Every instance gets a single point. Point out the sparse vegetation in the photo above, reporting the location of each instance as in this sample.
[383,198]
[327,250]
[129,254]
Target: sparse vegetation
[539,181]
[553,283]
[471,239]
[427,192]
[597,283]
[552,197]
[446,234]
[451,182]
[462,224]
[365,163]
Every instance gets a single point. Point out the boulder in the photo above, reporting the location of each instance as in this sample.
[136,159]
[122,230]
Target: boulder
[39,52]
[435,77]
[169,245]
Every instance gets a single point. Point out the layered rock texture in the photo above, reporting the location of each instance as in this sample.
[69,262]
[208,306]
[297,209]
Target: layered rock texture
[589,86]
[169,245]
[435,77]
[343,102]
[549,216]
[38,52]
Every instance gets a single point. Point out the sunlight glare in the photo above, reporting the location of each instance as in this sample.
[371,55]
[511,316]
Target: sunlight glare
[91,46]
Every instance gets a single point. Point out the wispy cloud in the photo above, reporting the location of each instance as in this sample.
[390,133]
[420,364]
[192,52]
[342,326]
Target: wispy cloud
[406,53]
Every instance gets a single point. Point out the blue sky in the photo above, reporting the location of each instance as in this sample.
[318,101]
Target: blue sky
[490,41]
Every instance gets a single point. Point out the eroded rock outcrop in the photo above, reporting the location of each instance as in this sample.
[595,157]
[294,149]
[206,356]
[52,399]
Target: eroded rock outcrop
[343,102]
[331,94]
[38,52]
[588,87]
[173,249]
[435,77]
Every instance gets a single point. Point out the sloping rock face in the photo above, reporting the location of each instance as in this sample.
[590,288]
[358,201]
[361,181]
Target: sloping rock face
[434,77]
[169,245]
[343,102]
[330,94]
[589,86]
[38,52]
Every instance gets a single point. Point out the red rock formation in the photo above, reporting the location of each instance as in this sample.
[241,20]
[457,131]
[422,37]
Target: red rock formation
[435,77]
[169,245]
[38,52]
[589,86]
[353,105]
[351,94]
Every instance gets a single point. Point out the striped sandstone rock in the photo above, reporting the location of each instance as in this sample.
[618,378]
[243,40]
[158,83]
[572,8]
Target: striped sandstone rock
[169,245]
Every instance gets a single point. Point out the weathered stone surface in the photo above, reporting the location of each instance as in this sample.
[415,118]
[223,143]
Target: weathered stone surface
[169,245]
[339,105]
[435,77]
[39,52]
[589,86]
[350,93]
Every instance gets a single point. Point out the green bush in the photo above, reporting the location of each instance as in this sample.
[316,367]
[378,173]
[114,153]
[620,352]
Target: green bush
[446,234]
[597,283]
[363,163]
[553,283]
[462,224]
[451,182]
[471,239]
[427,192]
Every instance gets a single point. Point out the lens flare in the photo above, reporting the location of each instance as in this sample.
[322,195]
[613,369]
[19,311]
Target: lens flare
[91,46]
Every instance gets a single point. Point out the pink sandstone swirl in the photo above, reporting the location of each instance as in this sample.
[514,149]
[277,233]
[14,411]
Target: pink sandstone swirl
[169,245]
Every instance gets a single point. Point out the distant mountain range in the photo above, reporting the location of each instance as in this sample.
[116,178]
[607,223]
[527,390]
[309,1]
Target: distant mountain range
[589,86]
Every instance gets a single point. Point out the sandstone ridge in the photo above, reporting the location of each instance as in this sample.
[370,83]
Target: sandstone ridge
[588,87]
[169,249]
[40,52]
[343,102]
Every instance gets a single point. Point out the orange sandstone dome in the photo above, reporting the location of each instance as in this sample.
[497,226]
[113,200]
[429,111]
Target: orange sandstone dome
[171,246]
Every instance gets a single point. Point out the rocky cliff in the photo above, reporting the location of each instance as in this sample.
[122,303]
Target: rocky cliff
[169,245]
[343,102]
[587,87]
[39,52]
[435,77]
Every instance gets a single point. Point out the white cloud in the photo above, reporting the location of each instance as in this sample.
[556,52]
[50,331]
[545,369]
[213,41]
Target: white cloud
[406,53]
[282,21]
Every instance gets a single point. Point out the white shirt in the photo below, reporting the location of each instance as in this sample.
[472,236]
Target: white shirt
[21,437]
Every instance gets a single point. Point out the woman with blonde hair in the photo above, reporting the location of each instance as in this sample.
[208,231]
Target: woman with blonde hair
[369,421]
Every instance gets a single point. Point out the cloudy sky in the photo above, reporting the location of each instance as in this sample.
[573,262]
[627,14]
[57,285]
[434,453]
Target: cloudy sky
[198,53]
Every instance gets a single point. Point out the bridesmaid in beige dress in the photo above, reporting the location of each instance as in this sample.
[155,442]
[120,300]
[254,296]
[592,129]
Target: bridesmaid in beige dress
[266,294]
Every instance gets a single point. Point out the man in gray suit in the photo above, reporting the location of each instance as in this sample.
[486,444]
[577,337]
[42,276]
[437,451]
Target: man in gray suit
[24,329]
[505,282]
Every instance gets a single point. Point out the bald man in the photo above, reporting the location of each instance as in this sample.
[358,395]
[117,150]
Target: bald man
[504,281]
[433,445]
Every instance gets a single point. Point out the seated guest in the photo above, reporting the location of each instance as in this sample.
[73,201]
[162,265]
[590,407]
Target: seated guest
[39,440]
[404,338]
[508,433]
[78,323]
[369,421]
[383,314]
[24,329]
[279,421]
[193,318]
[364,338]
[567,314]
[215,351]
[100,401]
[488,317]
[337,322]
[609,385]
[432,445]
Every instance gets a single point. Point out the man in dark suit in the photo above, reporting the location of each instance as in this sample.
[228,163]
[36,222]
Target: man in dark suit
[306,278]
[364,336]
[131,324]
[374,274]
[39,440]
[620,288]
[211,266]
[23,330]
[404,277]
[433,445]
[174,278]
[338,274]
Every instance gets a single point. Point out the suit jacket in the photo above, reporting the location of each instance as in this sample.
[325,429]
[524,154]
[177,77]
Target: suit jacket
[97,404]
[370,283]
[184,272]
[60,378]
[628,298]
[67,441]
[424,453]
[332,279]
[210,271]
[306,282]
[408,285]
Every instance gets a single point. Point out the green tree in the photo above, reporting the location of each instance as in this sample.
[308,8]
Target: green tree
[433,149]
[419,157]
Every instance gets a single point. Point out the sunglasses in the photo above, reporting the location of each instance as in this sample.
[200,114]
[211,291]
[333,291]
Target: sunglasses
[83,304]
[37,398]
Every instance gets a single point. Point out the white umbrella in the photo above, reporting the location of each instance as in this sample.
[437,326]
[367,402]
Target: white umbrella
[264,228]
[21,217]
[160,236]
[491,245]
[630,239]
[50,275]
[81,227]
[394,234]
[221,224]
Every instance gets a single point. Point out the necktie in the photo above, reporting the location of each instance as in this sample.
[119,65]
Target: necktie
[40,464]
****************************************
* **EXERCISE BRIEF**
Please reproduce each record precisely as written.

* **TASK RESPONSE**
Every instance gets a single point. Point out the sparse vegetation in the photo above, reporting the location of each instance as in this sample.
[383,198]
[327,250]
[129,254]
Target: sparse vegetation
[539,181]
[553,283]
[471,239]
[427,192]
[597,283]
[552,197]
[446,234]
[451,182]
[462,224]
[365,163]
Every instance gets a single point. Point out the boulder in the photo above, reporting the location of each instance as in this sample.
[136,159]
[122,230]
Target: boulder
[39,52]
[435,77]
[169,245]
Every instance gets a single point. Point out the layered rock texture in the photo above, reporting the location of each instance as in this sample.
[69,262]
[208,306]
[297,209]
Target: layered rock texture
[589,86]
[169,245]
[435,77]
[343,102]
[549,216]
[38,52]
Every instance gets a single point. Point out the sunlight glare in the photo above, reporting the location of each instance as in this sample.
[371,55]
[511,316]
Target: sunlight glare
[91,46]
Every instance gets a single point. Point out the wispy cloud in the photo above, reporting the location of each instance as in this sample.
[390,133]
[420,364]
[192,52]
[342,326]
Target: wispy cloud
[406,53]
Every instance gets a single point. Point out the blue sky in the photo above, reporting the location of each instance as in this sample.
[318,101]
Target: blue sky
[490,41]
Every instance gets a single point. Point out the eroded rock outcrop in the photo above, reporting the location of each instance as in this sample.
[595,157]
[294,149]
[206,356]
[52,399]
Target: eroded rock outcrop
[343,102]
[331,94]
[38,52]
[588,87]
[173,249]
[435,77]
Every instance gets a single point. Point out the sloping rock face in the photo above, reporting the location of each instance as in this sample.
[590,288]
[358,201]
[361,181]
Target: sloping rock face
[434,77]
[169,245]
[343,102]
[330,94]
[589,86]
[38,52]
Every instance gets a single point. Point out the red rock formation in the photo above, reporting the location of each instance as in this sample.
[241,20]
[457,131]
[422,37]
Target: red rock formation
[435,77]
[169,245]
[38,52]
[589,86]
[353,105]
[351,94]
Every instance gets a single point. Point out the striped sandstone rock in the photo above, reporting the location of each instance as in this sample.
[618,378]
[243,40]
[158,83]
[572,8]
Target: striped sandstone rock
[169,245]
Every instance gets a single point. Point out the weathered stone surface in the photo above, reporting the location of each instance as in this sample.
[415,118]
[223,143]
Target: weathered stone surface
[169,245]
[339,105]
[435,77]
[39,52]
[589,86]
[350,93]
Every instance gets a single point. Point out the green bush in the photo above, reporting the location of each instance as in this sample.
[316,367]
[378,173]
[114,153]
[620,352]
Target: green bush
[446,234]
[597,283]
[363,163]
[553,283]
[462,224]
[451,182]
[471,239]
[427,192]
Every instance gets a single point. Point out the lens flare in the photo above, reporting the location of each instance as in this sample.
[322,195]
[613,369]
[19,311]
Target: lens flare
[91,46]
Every instance gets a single point. Point out the pink sandstone swirl in the photo above, reporting the location of each instance as in this sample.
[514,149]
[277,233]
[14,411]
Target: pink sandstone swirl
[169,245]
Every instance gets a single point. Point out the distant mountain range in the photo above, reporting the location of each instance as in this sample.
[116,178]
[607,223]
[527,390]
[309,1]
Target: distant mountain range
[589,86]
Every instance gets a single point. Point out the sandstone ridge in the photo above, reporting the location of each instance as in this sample.
[370,83]
Target: sandstone ridge
[588,87]
[169,249]
[40,52]
[343,102]
Every instance gets a single point. Point out the orange sandstone dome in the photo above, reporting the location of each instance as in this sample.
[497,226]
[113,200]
[429,111]
Target: orange sandstone dome
[171,246]
Every instance gets a single point. Point out the rocky cliff in the photo above, reporting the location of each instance as in this sample.
[122,303]
Target: rocky cliff
[169,245]
[343,102]
[587,87]
[39,52]
[435,77]
Every instance gets a single point. Point out the white cloud in the photo above, reporting the location of each instance as in this sample.
[556,52]
[50,331]
[545,369]
[213,41]
Target: white cloud
[406,53]
[282,21]
Every instance gets a single point. Point out the white shirt in the photo below, reporting the location of each instance as in this sample.
[472,236]
Target: white shirt
[21,437]
Every instance gets a single point. Point out the woman with blonde hair in the photo above, reporting the location of each instance as in this sample.
[208,231]
Target: woman with blonde hair
[369,421]
Every instance gets a single point. Point out the cloudy sky in the photo above, reporting the location of each instance as in this sample.
[573,262]
[627,14]
[57,285]
[434,453]
Target: cloudy sky
[198,53]
Every instance gets a single point. Point out the bridesmaid in beige dress in the photo above, reporting the location of each instance as in this sample.
[155,442]
[120,300]
[254,296]
[592,129]
Target: bridesmaid in beige dress
[266,294]
Every instance gets a single point. Point out the man in gray suit in the photo above, reporting the location of each instance as in this sample.
[486,444]
[577,337]
[42,276]
[437,451]
Target: man in gray suit
[24,329]
[505,282]
Every instance gets a single point. Point out the bald man in the photo above, reporting the location of each instance as in this sample.
[358,395]
[117,150]
Target: bald man
[504,281]
[433,445]
Every instance gets a single point. Point out the seated guest in the photo above, reporting the location of each instance as in this sample.
[73,201]
[162,265]
[590,407]
Target: seated guest
[39,440]
[404,338]
[508,433]
[78,323]
[369,421]
[383,314]
[24,329]
[279,421]
[193,318]
[364,338]
[567,314]
[215,351]
[100,401]
[488,317]
[337,322]
[609,385]
[432,445]
Every instance gets a single point. Point out the man in dark suit in the photo above, reporting the location of each instance as in this sample.
[228,163]
[36,222]
Target: man in dark suit
[306,278]
[364,336]
[131,324]
[374,274]
[39,440]
[620,288]
[211,266]
[23,330]
[404,277]
[433,445]
[174,278]
[338,274]
Every instance gets a single point. Point out the suit jacket in the photo above, reporting the location of each instance as in this sample.
[325,429]
[524,154]
[177,77]
Target: suit jacket
[97,404]
[370,283]
[184,272]
[60,378]
[628,298]
[67,441]
[424,453]
[332,279]
[210,271]
[306,282]
[408,285]
Every instance gets a single point. Point out the green tree in the photo above, reporting the location of each instance as in this sample.
[308,8]
Target: green tree
[433,149]
[419,157]
Every instance gets a single point. Point out the sunglasses in the photo above, reporting the location of each instance as in this sample.
[200,114]
[211,291]
[333,291]
Target: sunglasses
[83,304]
[37,398]
Every instance gets a single point. Point out the white umbrella in the photo above, reporting the location of each instance as in this sample.
[437,326]
[367,402]
Target: white umbrella
[264,228]
[21,217]
[160,236]
[491,245]
[630,239]
[50,275]
[81,227]
[394,234]
[221,224]
Every instance gets a single point. Point out the necktie in the photo above, reporting the location of each instance as in this sample.
[119,65]
Target: necktie
[40,464]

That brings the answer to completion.